>>>

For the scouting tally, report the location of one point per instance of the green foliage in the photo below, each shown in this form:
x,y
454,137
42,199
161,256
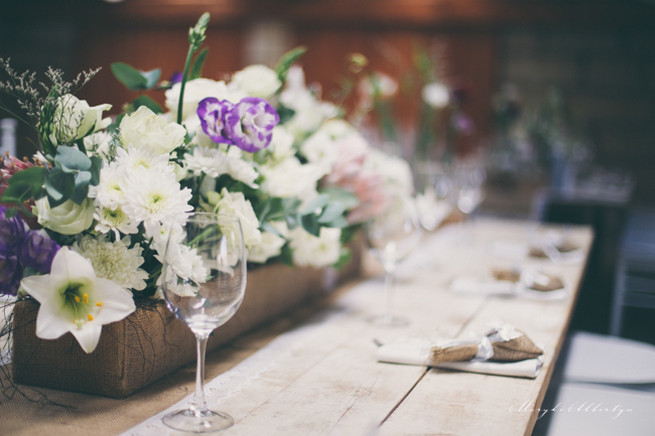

<<<

* GIVEN REQUEST
Reproduce the material above word for word, leaving the picture out of your answer.

* TASK OUTPUT
For the scouting tally, report the location of one point per instance of the green foliage in the photo below, each shown in this form:
x,y
454,137
42,199
161,256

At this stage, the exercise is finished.